_TASK PROMPT_.
Extract each line of the entries below that contains the string "clicks". Case counts.

_DATASET EXTRACT_.
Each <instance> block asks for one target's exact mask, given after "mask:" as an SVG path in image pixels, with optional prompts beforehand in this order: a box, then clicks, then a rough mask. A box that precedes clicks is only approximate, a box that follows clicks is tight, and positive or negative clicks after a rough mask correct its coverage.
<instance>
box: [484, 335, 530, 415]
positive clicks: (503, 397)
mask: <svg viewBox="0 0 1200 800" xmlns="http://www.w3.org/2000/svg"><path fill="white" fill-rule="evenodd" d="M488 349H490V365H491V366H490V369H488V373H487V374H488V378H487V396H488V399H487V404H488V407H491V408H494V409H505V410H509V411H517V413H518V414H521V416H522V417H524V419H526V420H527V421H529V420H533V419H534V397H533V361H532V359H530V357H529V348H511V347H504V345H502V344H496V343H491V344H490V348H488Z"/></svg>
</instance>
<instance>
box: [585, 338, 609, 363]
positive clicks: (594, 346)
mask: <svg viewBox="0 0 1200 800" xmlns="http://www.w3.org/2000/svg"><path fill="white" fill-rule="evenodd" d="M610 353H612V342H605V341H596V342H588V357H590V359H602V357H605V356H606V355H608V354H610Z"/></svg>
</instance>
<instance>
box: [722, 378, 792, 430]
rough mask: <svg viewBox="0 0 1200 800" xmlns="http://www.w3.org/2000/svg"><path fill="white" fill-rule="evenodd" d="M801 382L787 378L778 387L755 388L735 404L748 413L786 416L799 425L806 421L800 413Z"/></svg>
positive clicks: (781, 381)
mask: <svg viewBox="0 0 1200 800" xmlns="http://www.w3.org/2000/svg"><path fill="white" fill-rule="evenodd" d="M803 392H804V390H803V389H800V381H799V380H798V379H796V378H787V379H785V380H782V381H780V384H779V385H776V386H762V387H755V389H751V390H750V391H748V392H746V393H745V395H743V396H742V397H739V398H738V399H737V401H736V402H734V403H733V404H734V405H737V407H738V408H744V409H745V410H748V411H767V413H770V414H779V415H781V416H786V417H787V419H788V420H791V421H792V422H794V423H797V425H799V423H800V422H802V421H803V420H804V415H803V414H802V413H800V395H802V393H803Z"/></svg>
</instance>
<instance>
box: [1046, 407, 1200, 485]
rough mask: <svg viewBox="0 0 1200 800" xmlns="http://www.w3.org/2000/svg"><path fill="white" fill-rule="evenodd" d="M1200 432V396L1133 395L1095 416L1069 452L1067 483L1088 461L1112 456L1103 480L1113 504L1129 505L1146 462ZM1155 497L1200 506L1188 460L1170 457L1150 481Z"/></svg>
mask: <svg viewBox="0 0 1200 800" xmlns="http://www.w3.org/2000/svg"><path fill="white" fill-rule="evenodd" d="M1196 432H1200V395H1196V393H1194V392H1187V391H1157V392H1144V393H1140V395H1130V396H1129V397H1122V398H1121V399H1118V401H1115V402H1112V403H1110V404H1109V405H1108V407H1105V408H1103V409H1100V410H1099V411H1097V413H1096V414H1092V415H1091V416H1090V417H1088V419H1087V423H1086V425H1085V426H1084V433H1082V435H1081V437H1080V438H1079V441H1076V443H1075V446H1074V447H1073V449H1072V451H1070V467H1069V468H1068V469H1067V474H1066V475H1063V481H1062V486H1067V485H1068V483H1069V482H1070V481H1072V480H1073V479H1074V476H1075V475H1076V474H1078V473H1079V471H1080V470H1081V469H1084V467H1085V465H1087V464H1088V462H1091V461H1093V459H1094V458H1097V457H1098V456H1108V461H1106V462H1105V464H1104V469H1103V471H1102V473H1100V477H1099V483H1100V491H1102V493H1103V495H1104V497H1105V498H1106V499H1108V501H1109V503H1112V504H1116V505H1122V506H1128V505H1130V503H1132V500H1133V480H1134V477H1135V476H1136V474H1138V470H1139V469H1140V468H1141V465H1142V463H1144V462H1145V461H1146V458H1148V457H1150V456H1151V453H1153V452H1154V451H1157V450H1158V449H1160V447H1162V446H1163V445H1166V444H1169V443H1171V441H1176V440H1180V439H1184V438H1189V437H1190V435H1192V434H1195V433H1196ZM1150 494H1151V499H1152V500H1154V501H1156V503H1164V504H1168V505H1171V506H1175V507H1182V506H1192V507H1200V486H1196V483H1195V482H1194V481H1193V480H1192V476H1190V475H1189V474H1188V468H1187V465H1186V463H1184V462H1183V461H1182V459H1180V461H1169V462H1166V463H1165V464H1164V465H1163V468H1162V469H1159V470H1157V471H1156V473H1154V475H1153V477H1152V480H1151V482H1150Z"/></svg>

_ANSWER BOX_.
Each <instance> block asks for one target's exact mask, given after "mask:" as an SVG path in image pixels, with optional prompts beforehand in this order: a box, then clicks, then a rough mask. A box that precedes clicks is only approximate, a box that follows clicks is tight, and positive or negative clicks after a rough mask correct its coverage.
positive clicks: (503, 397)
positive clicks: (594, 346)
positive clicks: (781, 381)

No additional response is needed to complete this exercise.